TASK DIRECTIONS:
After locating the line with "Query: collared shirt" in the entries below, set down exactly that line and each one after it to the end, skipping pictures.

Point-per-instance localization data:
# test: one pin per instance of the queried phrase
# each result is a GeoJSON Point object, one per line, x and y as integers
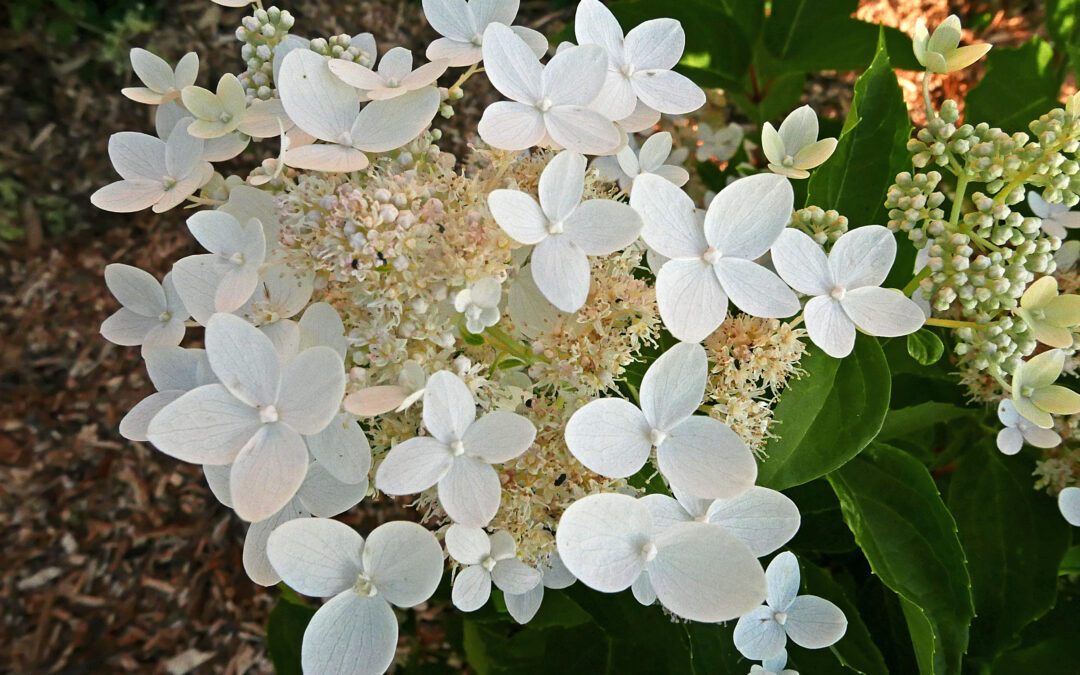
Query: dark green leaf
{"type": "Point", "coordinates": [909, 538]}
{"type": "Point", "coordinates": [1021, 83]}
{"type": "Point", "coordinates": [871, 150]}
{"type": "Point", "coordinates": [1014, 539]}
{"type": "Point", "coordinates": [827, 416]}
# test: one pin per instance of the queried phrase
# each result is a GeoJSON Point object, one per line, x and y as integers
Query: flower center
{"type": "Point", "coordinates": [268, 415]}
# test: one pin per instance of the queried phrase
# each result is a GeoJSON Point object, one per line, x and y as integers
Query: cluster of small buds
{"type": "Point", "coordinates": [825, 227]}
{"type": "Point", "coordinates": [261, 32]}
{"type": "Point", "coordinates": [914, 204]}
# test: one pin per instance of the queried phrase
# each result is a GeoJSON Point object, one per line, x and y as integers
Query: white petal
{"type": "Point", "coordinates": [761, 518]}
{"type": "Point", "coordinates": [561, 270]}
{"type": "Point", "coordinates": [756, 289]}
{"type": "Point", "coordinates": [470, 491]}
{"type": "Point", "coordinates": [814, 622]}
{"type": "Point", "coordinates": [703, 457]}
{"type": "Point", "coordinates": [413, 466]}
{"type": "Point", "coordinates": [746, 217]}
{"type": "Point", "coordinates": [318, 102]}
{"type": "Point", "coordinates": [404, 561]}
{"type": "Point", "coordinates": [671, 226]}
{"type": "Point", "coordinates": [609, 436]}
{"type": "Point", "coordinates": [692, 302]}
{"type": "Point", "coordinates": [518, 215]}
{"type": "Point", "coordinates": [829, 326]}
{"type": "Point", "coordinates": [603, 226]}
{"type": "Point", "coordinates": [468, 545]}
{"type": "Point", "coordinates": [800, 261]}
{"type": "Point", "coordinates": [448, 406]}
{"type": "Point", "coordinates": [206, 426]}
{"type": "Point", "coordinates": [599, 539]}
{"type": "Point", "coordinates": [499, 436]}
{"type": "Point", "coordinates": [267, 472]}
{"type": "Point", "coordinates": [243, 359]}
{"type": "Point", "coordinates": [885, 312]}
{"type": "Point", "coordinates": [863, 257]}
{"type": "Point", "coordinates": [315, 556]}
{"type": "Point", "coordinates": [703, 574]}
{"type": "Point", "coordinates": [352, 634]}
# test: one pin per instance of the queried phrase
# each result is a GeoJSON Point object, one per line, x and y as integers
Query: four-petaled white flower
{"type": "Point", "coordinates": [940, 52]}
{"type": "Point", "coordinates": [1056, 218]}
{"type": "Point", "coordinates": [462, 24]}
{"type": "Point", "coordinates": [255, 417]}
{"type": "Point", "coordinates": [325, 107]}
{"type": "Point", "coordinates": [224, 279]}
{"type": "Point", "coordinates": [698, 454]}
{"type": "Point", "coordinates": [638, 66]}
{"type": "Point", "coordinates": [1034, 393]}
{"type": "Point", "coordinates": [161, 83]}
{"type": "Point", "coordinates": [485, 559]}
{"type": "Point", "coordinates": [810, 621]}
{"type": "Point", "coordinates": [564, 229]}
{"type": "Point", "coordinates": [713, 262]}
{"type": "Point", "coordinates": [480, 304]}
{"type": "Point", "coordinates": [459, 453]}
{"type": "Point", "coordinates": [355, 631]}
{"type": "Point", "coordinates": [1018, 430]}
{"type": "Point", "coordinates": [156, 174]}
{"type": "Point", "coordinates": [150, 313]}
{"type": "Point", "coordinates": [394, 77]}
{"type": "Point", "coordinates": [795, 148]}
{"type": "Point", "coordinates": [548, 104]}
{"type": "Point", "coordinates": [845, 286]}
{"type": "Point", "coordinates": [699, 571]}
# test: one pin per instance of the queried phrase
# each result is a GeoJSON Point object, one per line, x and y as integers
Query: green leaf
{"type": "Point", "coordinates": [285, 632]}
{"type": "Point", "coordinates": [925, 347]}
{"type": "Point", "coordinates": [827, 416]}
{"type": "Point", "coordinates": [1021, 83]}
{"type": "Point", "coordinates": [1014, 539]}
{"type": "Point", "coordinates": [872, 148]}
{"type": "Point", "coordinates": [909, 538]}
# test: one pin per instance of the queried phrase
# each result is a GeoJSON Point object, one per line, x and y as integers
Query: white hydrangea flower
{"type": "Point", "coordinates": [845, 286]}
{"type": "Point", "coordinates": [795, 148]}
{"type": "Point", "coordinates": [462, 24]}
{"type": "Point", "coordinates": [484, 559]}
{"type": "Point", "coordinates": [355, 631]}
{"type": "Point", "coordinates": [1018, 430]}
{"type": "Point", "coordinates": [394, 77]}
{"type": "Point", "coordinates": [161, 83]}
{"type": "Point", "coordinates": [810, 621]}
{"type": "Point", "coordinates": [374, 401]}
{"type": "Point", "coordinates": [217, 112]}
{"type": "Point", "coordinates": [719, 144]}
{"type": "Point", "coordinates": [698, 571]}
{"type": "Point", "coordinates": [1068, 502]}
{"type": "Point", "coordinates": [150, 313]}
{"type": "Point", "coordinates": [554, 575]}
{"type": "Point", "coordinates": [639, 66]}
{"type": "Point", "coordinates": [548, 104]}
{"type": "Point", "coordinates": [480, 304]}
{"type": "Point", "coordinates": [564, 229]}
{"type": "Point", "coordinates": [156, 174]}
{"type": "Point", "coordinates": [698, 454]}
{"type": "Point", "coordinates": [459, 453]}
{"type": "Point", "coordinates": [1056, 218]}
{"type": "Point", "coordinates": [1034, 393]}
{"type": "Point", "coordinates": [940, 52]}
{"type": "Point", "coordinates": [711, 262]}
{"type": "Point", "coordinates": [255, 418]}
{"type": "Point", "coordinates": [224, 279]}
{"type": "Point", "coordinates": [325, 107]}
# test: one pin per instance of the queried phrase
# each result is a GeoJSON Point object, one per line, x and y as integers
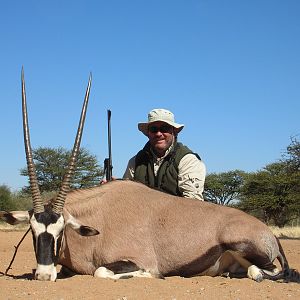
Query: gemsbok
{"type": "Point", "coordinates": [123, 229]}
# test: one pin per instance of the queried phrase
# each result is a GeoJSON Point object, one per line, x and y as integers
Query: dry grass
{"type": "Point", "coordinates": [287, 232]}
{"type": "Point", "coordinates": [6, 227]}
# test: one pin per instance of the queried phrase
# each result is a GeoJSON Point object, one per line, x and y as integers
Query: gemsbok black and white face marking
{"type": "Point", "coordinates": [47, 229]}
{"type": "Point", "coordinates": [47, 224]}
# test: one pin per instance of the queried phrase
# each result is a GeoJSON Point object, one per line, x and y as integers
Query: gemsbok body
{"type": "Point", "coordinates": [123, 229]}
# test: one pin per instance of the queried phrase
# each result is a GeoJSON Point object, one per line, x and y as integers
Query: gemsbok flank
{"type": "Point", "coordinates": [124, 229]}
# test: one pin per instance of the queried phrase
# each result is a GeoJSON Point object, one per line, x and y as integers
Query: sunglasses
{"type": "Point", "coordinates": [162, 129]}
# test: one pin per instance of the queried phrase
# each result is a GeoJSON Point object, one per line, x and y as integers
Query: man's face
{"type": "Point", "coordinates": [160, 136]}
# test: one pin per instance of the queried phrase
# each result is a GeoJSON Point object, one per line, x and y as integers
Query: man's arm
{"type": "Point", "coordinates": [191, 177]}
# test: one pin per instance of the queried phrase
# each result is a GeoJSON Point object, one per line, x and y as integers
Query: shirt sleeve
{"type": "Point", "coordinates": [191, 177]}
{"type": "Point", "coordinates": [129, 172]}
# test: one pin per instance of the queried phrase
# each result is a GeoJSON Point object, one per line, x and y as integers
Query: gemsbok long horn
{"type": "Point", "coordinates": [38, 206]}
{"type": "Point", "coordinates": [65, 186]}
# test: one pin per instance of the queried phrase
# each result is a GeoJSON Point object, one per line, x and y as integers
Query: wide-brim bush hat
{"type": "Point", "coordinates": [161, 115]}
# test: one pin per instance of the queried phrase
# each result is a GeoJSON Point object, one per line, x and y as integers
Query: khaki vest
{"type": "Point", "coordinates": [167, 175]}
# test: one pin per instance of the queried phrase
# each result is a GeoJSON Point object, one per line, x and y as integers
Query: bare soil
{"type": "Point", "coordinates": [19, 285]}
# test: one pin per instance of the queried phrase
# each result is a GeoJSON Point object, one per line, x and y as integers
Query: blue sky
{"type": "Point", "coordinates": [229, 70]}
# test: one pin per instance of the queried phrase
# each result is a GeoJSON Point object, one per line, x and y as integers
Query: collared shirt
{"type": "Point", "coordinates": [191, 174]}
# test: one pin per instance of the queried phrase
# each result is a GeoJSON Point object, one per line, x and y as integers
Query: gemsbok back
{"type": "Point", "coordinates": [124, 229]}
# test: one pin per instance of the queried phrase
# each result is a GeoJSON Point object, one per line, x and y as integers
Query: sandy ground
{"type": "Point", "coordinates": [21, 285]}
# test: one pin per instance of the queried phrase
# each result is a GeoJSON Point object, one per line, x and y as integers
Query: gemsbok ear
{"type": "Point", "coordinates": [15, 217]}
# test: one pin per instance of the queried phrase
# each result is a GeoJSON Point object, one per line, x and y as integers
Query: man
{"type": "Point", "coordinates": [164, 163]}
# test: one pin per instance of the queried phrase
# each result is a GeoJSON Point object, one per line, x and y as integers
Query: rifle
{"type": "Point", "coordinates": [108, 161]}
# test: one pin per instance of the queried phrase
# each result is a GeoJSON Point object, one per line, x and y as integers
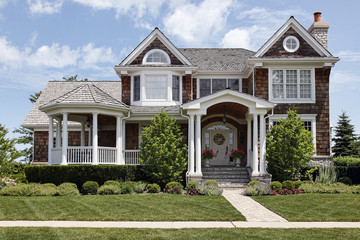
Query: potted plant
{"type": "Point", "coordinates": [239, 156]}
{"type": "Point", "coordinates": [206, 156]}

PROBLEM SOLUTION:
Query: collared shirt
{"type": "Point", "coordinates": [191, 174]}
# test: one pin per instance of the queried phrase
# each result is a GeoJSON Point object, one per line, x and y as integers
Query: gemsbok back
{"type": "Point", "coordinates": [124, 229]}
# test: one pin per instance of the queried phrase
# each result is a GeoJSON Point object, one per line, x and y as integers
Query: sandy ground
{"type": "Point", "coordinates": [21, 285]}
# test: one pin per instance of the queried phrase
# each result is a GeoJSON Point object, one per line, x and y as integers
Query: gemsbok ear
{"type": "Point", "coordinates": [15, 217]}
# test: one pin per instance of the queried phrase
# each result is a GeoJSON Point object, one per line, x and y as integers
Query: man
{"type": "Point", "coordinates": [164, 163]}
# test: one pin per instance of the queried phrase
# each result is a GeoJSON Point object, one per line, x and y as integers
Query: rifle
{"type": "Point", "coordinates": [108, 161]}
# test: one pin per instance of the queried phrase
# each result is a GeoJSON Point object, one per line, x and y as integers
Query: potted plant
{"type": "Point", "coordinates": [239, 156]}
{"type": "Point", "coordinates": [206, 156]}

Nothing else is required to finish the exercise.